**PROMPT:** All the data below needs to be retyped exactly as shown.
(INFORMATION GIVEN Opens)
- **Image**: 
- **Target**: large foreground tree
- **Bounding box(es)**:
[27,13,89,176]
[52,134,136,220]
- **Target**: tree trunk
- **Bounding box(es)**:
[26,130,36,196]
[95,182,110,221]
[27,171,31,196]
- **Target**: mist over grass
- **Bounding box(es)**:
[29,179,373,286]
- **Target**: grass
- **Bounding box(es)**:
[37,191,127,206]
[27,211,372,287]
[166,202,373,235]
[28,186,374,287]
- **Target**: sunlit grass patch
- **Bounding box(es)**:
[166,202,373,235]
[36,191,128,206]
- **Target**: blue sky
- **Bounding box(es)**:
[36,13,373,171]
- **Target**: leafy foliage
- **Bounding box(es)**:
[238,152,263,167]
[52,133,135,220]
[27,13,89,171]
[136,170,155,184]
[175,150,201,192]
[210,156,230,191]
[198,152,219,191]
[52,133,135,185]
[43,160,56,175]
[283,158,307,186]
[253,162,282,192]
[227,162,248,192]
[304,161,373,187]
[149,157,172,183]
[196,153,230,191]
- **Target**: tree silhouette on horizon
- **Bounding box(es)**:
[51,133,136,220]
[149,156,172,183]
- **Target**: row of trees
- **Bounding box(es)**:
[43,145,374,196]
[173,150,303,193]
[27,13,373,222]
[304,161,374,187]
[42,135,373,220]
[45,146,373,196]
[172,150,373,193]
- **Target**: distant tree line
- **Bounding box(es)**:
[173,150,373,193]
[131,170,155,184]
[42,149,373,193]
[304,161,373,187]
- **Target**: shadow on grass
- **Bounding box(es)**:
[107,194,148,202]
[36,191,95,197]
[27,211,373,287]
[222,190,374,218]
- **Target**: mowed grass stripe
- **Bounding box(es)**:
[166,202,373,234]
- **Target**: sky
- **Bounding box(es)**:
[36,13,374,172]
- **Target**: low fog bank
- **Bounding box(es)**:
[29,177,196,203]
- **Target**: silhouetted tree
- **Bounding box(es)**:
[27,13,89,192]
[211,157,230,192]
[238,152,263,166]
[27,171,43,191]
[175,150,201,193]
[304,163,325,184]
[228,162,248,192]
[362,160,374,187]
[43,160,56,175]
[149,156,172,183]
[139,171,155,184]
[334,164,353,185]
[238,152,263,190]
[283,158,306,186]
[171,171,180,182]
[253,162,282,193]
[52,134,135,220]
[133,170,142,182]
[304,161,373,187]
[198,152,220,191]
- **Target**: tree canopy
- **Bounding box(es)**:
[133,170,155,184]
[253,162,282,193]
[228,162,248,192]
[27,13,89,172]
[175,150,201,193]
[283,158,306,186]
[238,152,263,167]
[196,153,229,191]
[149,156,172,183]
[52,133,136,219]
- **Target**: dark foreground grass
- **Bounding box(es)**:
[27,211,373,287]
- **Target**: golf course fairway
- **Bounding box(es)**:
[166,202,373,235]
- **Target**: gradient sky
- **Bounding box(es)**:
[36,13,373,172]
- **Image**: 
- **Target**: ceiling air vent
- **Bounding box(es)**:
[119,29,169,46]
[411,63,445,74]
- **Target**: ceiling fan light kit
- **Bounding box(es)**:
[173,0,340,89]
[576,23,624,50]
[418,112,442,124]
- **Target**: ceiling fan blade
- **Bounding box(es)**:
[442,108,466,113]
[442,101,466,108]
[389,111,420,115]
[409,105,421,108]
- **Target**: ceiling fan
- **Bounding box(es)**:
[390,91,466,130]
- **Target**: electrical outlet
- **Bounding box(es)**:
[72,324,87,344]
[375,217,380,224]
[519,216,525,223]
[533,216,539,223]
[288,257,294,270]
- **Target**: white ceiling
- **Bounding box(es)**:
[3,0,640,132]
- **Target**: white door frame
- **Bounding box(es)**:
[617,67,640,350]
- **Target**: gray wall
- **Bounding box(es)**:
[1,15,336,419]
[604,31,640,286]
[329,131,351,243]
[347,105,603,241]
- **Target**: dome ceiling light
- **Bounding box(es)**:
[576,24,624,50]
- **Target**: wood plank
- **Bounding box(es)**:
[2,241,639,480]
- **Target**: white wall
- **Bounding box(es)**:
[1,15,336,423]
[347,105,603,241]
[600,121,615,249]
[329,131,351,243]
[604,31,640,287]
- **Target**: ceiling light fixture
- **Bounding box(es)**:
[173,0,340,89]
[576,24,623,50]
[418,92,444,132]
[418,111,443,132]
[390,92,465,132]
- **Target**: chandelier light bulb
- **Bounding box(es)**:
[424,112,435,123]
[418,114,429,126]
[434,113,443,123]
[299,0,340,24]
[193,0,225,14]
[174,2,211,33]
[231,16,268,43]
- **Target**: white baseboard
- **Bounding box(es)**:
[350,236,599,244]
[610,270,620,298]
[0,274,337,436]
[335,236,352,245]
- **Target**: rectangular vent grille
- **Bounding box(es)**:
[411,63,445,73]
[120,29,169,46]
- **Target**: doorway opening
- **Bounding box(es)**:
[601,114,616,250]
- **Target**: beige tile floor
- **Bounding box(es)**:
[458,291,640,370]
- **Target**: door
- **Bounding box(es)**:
(INFORMATION GIVEN Closes)
**ANSWER TO THIS PROBLEM:**
- **Image**: 
- **Target**: large foreground tree
- **Bounding box(es)**:
[27,13,89,176]
[52,134,136,220]
- **Target**: tree trunk
- **Bounding box(es)**:
[26,130,36,196]
[95,182,110,221]
[27,171,31,196]
- **Target**: mist over grass
- **Bounding box(es)**:
[29,179,373,286]
- **Target**: grass
- **Bounding box(es)**:
[37,191,127,206]
[27,211,372,287]
[166,202,373,235]
[28,186,374,287]
- **Target**: sunlit grass patch
- **Bounding box(es)**:
[166,202,373,235]
[36,191,128,206]
- **Target**: blue sky
- **Bounding box(es)**:
[36,13,373,171]
- **Target**: leafy foliage
- **Bounding box(es)**:
[238,152,263,167]
[52,133,135,220]
[27,13,89,171]
[136,170,155,184]
[175,150,201,192]
[210,156,230,191]
[198,152,219,191]
[52,133,135,185]
[43,160,56,175]
[283,158,307,186]
[253,162,282,192]
[227,162,248,192]
[304,161,373,187]
[149,157,172,183]
[196,153,230,191]
- **Target**: tree silhouette on horizon
- **Bounding box(es)**:
[51,133,136,220]
[149,156,172,183]
- **Target**: row of trees
- **Bounding box(es)**:
[43,145,374,196]
[173,150,303,193]
[27,13,373,222]
[304,161,374,187]
[42,135,373,220]
[45,146,373,196]
[172,150,373,193]
- **Target**: distant tree line
- **Bounding box(es)**:
[173,150,373,193]
[131,170,155,184]
[42,149,373,193]
[304,161,373,187]
- **Target**: shadow on grass
- **Bounding box(es)**:
[107,194,148,202]
[36,191,95,197]
[27,211,373,287]
[222,190,374,218]
- **Target**: mowed grass stripe
- **Bounding box(es)**:
[166,202,373,234]
- **Target**: sky
- **Bounding box(es)**:
[36,13,374,172]
- **Target**: low fog bank
- **Bounding box(es)**:
[29,177,196,203]
- **Target**: silhouetted tree
- **Bounding box(es)**:
[27,13,89,192]
[211,157,230,192]
[238,152,263,166]
[27,171,43,191]
[175,150,201,193]
[304,163,325,184]
[228,162,248,192]
[362,160,374,187]
[43,160,56,175]
[149,156,172,183]
[139,171,155,184]
[334,164,353,185]
[238,152,263,190]
[283,158,306,186]
[171,171,180,182]
[253,162,282,193]
[52,134,135,220]
[133,170,142,182]
[304,161,373,187]
[198,152,220,191]
- **Target**: tree canopy
- **Bounding box(es)**:
[133,170,155,184]
[253,162,282,193]
[228,162,248,192]
[27,13,89,172]
[175,150,201,193]
[283,158,306,186]
[238,152,263,167]
[196,153,229,191]
[149,156,172,183]
[52,133,136,219]
- **Target**: dark foreground grass
- **Bounding box(es)**:
[27,211,373,287]
- **Target**: golf course fairway
- **Bounding box(es)**:
[166,202,373,235]
- **Target**: gradient sky
- **Bounding box(es)**:
[36,13,373,172]
- **Image**: 
- **Target**: ceiling air vent
- **Bounding box(es)**:
[119,29,169,46]
[411,63,445,74]
- **Target**: ceiling fan light kit
- **Bounding box(es)**:
[173,0,340,89]
[576,23,624,50]
[418,112,442,124]
- **Target**: ceiling fan blade
- **Bounding box(es)**:
[442,108,466,113]
[442,101,466,108]
[389,111,420,115]
[409,105,421,108]
- **Target**: ceiling fan
- **Bounding box(es)**:
[390,91,466,130]
- **Target**: electrical outlet
- **Bounding box(es)**:
[72,324,87,344]
[375,217,380,224]
[519,216,525,223]
[533,216,539,223]
[288,257,294,270]
- **Target**: white ceiling
- **Bounding box(es)**:
[3,0,640,132]
- **Target**: white door frame
- **Bounding box(es)**:
[617,67,640,350]
- **Target**: gray wall
- **Bounding box(es)**:
[1,15,336,419]
[604,31,640,286]
[329,131,351,243]
[347,105,603,241]
- **Target**: dome ceiling light
- **Bounding box(es)**:
[576,24,624,50]
- **Target**: wood plank
- **Bounding box(es)**:
[2,241,639,480]
- **Target**: white wall
- **Bounding box(es)**:
[1,15,336,423]
[347,105,603,241]
[600,121,615,249]
[329,131,351,243]
[604,31,640,287]
- **Target**: ceiling light fixture
- **Bounding box(es)**:
[173,0,340,89]
[576,24,623,50]
[418,92,444,132]
[418,111,443,132]
[390,92,465,132]
- **Target**: chandelier light bulb
- **Bounding box(es)**:
[424,112,435,123]
[418,114,429,126]
[434,113,443,123]
[299,0,340,24]
[193,0,225,14]
[174,2,211,33]
[231,16,268,43]
- **Target**: white baseboard
- **Bounding box(es)**:
[350,236,599,244]
[610,270,620,298]
[0,274,337,436]
[335,236,352,245]
- **Target**: rectangular vent grille
- **Bounding box(es)**:
[411,63,445,73]
[120,29,169,46]
- **Target**: doorway opening
- **Bounding box(es)**:
[601,114,616,250]
- **Target**: beige tile floor
- **Bounding box(es)**:
[458,291,640,370]
- **Target**: door
- **Bounding box(es)**:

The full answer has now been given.